EXERCISE DESCRIPTION
Reproduce every record below, character by character.

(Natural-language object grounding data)
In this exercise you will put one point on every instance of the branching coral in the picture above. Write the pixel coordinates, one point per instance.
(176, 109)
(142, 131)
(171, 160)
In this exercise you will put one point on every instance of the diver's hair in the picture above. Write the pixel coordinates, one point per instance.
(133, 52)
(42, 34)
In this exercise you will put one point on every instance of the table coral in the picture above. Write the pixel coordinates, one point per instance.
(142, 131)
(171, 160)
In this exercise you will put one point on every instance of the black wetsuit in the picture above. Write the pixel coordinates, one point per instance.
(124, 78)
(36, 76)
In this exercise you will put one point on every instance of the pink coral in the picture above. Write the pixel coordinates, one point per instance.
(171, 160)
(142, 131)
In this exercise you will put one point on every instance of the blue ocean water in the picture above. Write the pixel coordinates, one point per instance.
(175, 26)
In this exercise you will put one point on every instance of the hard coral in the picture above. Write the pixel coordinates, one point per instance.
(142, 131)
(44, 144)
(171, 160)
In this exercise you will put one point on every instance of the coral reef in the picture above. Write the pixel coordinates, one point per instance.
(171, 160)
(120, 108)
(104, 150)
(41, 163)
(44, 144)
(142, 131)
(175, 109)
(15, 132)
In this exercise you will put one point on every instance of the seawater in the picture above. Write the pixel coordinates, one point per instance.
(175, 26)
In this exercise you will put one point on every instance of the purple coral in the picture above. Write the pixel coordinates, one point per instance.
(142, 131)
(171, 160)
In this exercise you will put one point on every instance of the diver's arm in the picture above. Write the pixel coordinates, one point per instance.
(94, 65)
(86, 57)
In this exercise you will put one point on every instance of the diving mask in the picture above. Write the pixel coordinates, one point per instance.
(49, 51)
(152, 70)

OUTPUT FOR THIS TASK
In this exercise you will put one point on every instance of the branching coral in the picture above. Write the pixel coordinates, one point per instance.
(176, 109)
(142, 131)
(171, 160)
In this exercise you will put one point on every instance of the diver's hair in the picture above. Write the pixel coordinates, one point per instance.
(133, 52)
(42, 34)
In this exercise you will put one point on every instance of the table coral in the picture above. Write the pixel coordinates, one point per instance.
(142, 131)
(171, 160)
In this exercise you will put one point on every instance of the black wetsuit in the picture above. Write the pixel coordinates, one point per instance.
(124, 78)
(36, 76)
In this exercise you will put one point on every instance of the pink coral in the picture above. Write the pixel coordinates, one point per instance.
(171, 160)
(142, 131)
In this exercise you will put one point on every instance of the blue ocean water in the picture above. Write the pixel coordinates, one point per instance.
(175, 26)
In this exercise you will put one point on every instance of the hard coral in the picture above. Write the pixel coordinates, one point per instance.
(142, 131)
(44, 144)
(171, 160)
In this exercise you will put one point on every instance of the coral reef in the picture above. Write the pixel coordinates, one point per instance.
(171, 160)
(120, 108)
(104, 150)
(41, 163)
(44, 144)
(142, 131)
(175, 109)
(15, 132)
In this exercise you will put one point on every instance of the seawater in the picture above. Write the pixel coordinates, one point per instance.
(175, 26)
In this exercise you will put one point on every instance of the purple coral in the picture above. Write the pixel coordinates, one point per instance.
(142, 131)
(171, 160)
In this exercise you will put one point on every instance of the diver's arm in the picture above. Write the pixel coordinates, one point per instance.
(94, 65)
(86, 57)
In this exercise you will put one point on every instance of the diving mask in the picture above. Write the pixel coordinates, one point per instance.
(49, 51)
(152, 70)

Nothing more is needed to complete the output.